TEXT BLOCK:
---

Ah, but it’s just a feint, because after you think the song is over Rittman commences quietly scratching away at his guitar like a rat trying to get through a wall while Samson plays big distorted drum beats, until the fast “Magic Job” begins. It opens with both guitars playing demented riffs, then Johnson comes in and sings (sorta) “I get glad there… cuz/I’m him… the man/With that magic job” (not that you’d know what he’s saying without a lyric sheet) while the guitars continue their buzzing, strange progress. And the song threatens to get bona fide funky as the guitarists break into a cool groove that they just as quickly abandon as too accessible. Can’t have that!

“The State Is Bad” is an album highlight, opening with a few stray piano notes and some scratchy and ominously tentative guitar riffs. Then Rittman and the drums take off, Shippy firing off high-pitched riffs over their heads, until Johnson comes in and the song accelerates like something by Sonic Youth before alternating between some stop-and-start and that really fast groove. Then they really go wild, Shippy going at it like a maniac while Rittman lays down big riffs, before the song opens up, Johnson sings, “The state was bad/And if I come back I’m dumb,” and the song closes in a caterwaul.

“Aplomado” opens with some distorted drums and guitars sounding like they’re trying to get something started. Finally a melody of sorts emerges, and Johnson enters on stage left hissing and squealing, “Heat… Heat… Heat… Heat!” while Rittman plays humungous riffs and Rittman plays scratchy riffs until what is either a trumpet or a synthesizer (neither listed on the credits) or perhaps even one really strangely tuned guitar comes in, sounding really fucked up. Then the song slows, the guitarists play out-of-kilter and the melody (such as it at is) reemerges just in time for the song to end.

---

COLLECTED DATA:

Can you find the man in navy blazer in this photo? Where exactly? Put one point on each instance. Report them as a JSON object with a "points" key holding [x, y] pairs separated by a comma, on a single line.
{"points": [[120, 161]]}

---

TASKS TO CARRY OUT:
1. Using the album review, decide whether each statement agrees with it. Answer yes or no for each, and quote the deciding words.
(a) "The State Is Bad" opens with a few piano notes.
(b) "Magic Job" is a slow song.
(c) The credits list a trumpet on "Aplomado."
2. In the album review, how does "The State Is Bad" end?

FULL SOLUTIONS:
1.
(a) Yes: "opening with a few stray piano notes"
(b) No: "until the fast “Magic Job” begins"
(c) No: "(neither listed on the credits)"

2. It closes in a caterwaul.